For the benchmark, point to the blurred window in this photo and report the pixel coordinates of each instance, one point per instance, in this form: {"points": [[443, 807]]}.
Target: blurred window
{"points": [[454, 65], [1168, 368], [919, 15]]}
————
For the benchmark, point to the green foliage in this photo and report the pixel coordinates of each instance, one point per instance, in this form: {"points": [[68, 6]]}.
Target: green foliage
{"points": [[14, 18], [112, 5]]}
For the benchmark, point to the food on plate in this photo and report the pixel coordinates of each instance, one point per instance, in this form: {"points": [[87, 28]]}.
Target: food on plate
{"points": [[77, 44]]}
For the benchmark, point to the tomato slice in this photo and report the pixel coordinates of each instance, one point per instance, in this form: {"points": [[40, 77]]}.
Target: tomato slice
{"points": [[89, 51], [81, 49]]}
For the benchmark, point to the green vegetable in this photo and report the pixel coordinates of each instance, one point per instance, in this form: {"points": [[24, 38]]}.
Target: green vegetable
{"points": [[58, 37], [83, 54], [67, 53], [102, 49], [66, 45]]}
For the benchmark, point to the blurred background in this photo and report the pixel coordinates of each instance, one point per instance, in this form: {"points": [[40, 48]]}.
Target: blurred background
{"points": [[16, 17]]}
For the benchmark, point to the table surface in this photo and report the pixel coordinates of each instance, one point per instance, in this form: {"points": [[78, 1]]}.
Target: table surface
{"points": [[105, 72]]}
————
### Directive
Identify every line in the records above that contains the word "pixel", and copy each of those lines in full.

### Task result
For the benchmark, point to the blurred window in this photo and report the pixel coordinates of each instance, one point per instance, in this form: {"points": [[443, 807]]}.
For the benchmark, point to the green foliage in this photo and report the pixel coordinates of each instance, one point per instance, in this form: {"points": [[68, 6]]}.
For the benchmark, point to the food on plate in this photo and report the pixel coordinates of each instance, one point per instance, in this form: {"points": [[87, 28]]}.
For the benchmark, point to the tomato slice in this photo and report the pixel coordinates of each instance, one point per instance, in this form: {"points": [[40, 77]]}.
For the benchmark, point to the green vegetable in this photo and report the pixel coordinates of each instance, one point per instance, in this form: {"points": [[24, 38]]}.
For the benchmark, point to the blurred background in this photo and report the pixel coordinates of each instance, one point per instance, in this form: {"points": [[40, 48]]}.
For the benchmark, point to the table surface in this photo and report the pixel coordinates of each instance, one point per instance, in this form: {"points": [[78, 1]]}.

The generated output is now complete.